▸ **YOUR INSTRUCTIONS**
Below is a listing. Gather each line of it that contains "window".

▸ **DATA FOR ANALYSIS**
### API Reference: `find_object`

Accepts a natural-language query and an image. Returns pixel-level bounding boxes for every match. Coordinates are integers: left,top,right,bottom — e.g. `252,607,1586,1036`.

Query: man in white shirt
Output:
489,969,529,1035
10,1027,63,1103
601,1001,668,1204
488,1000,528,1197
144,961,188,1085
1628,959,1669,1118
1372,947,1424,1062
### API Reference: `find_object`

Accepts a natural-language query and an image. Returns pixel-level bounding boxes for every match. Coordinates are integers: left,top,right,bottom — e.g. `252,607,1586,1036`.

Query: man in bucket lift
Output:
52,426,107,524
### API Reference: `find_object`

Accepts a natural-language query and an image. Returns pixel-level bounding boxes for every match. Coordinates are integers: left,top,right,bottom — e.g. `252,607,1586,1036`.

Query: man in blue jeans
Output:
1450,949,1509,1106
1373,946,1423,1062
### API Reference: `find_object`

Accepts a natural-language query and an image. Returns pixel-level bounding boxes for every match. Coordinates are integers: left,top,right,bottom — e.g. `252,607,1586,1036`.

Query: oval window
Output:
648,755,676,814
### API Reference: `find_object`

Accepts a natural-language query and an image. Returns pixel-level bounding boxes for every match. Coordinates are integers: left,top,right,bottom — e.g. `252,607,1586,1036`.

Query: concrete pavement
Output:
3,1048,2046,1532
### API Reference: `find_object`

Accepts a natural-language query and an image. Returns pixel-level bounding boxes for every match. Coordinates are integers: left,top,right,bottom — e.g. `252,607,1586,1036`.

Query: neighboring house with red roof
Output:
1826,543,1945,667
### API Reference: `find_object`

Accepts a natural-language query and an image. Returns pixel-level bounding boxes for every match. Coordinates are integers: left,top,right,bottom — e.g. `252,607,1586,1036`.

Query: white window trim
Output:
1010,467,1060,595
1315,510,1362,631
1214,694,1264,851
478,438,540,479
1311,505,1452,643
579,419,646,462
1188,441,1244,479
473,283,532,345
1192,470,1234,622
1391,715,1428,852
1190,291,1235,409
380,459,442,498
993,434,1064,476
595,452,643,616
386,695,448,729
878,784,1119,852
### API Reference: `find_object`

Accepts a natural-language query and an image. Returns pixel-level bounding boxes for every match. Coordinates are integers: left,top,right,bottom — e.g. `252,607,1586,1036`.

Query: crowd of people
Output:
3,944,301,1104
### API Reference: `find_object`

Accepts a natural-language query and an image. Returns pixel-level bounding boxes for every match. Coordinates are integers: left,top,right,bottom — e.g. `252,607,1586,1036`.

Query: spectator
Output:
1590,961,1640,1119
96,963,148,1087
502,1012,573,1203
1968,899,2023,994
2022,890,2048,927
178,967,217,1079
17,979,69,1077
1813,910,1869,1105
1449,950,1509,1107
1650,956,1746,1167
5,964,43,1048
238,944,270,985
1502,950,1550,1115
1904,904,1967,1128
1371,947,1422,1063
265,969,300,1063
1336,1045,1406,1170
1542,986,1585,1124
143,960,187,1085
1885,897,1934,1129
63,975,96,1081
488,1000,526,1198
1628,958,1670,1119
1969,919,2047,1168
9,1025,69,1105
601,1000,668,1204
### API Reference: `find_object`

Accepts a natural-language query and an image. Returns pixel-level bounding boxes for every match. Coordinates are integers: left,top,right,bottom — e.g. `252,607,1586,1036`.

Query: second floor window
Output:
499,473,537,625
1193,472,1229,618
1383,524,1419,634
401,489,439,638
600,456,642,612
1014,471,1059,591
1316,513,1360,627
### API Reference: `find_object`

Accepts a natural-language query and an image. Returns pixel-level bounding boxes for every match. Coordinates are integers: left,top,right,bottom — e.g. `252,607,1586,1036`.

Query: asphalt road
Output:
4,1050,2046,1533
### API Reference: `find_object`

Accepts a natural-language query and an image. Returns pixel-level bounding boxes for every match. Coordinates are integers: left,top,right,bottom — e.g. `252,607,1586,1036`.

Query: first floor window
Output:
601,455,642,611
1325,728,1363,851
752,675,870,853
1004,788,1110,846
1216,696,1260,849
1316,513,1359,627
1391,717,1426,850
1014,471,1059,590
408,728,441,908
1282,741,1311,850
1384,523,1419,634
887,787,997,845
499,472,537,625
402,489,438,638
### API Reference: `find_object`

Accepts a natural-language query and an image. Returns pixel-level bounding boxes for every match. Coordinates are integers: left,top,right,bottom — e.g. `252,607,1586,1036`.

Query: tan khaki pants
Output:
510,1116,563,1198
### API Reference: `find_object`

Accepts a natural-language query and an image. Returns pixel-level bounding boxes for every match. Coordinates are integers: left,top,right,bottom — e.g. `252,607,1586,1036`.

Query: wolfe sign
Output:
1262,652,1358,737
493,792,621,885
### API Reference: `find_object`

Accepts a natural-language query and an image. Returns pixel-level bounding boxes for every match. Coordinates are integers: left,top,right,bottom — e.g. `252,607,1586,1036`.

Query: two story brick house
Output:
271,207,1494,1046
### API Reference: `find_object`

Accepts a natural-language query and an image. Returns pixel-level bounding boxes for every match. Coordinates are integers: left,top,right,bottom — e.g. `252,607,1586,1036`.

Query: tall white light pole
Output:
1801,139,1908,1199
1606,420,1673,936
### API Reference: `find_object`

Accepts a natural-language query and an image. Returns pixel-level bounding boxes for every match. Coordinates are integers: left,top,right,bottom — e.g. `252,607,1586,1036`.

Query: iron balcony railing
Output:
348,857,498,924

▸ **RESULT BELOW**
Query: oval window
Query: white window trim
Query: second floor window
Query: first floor window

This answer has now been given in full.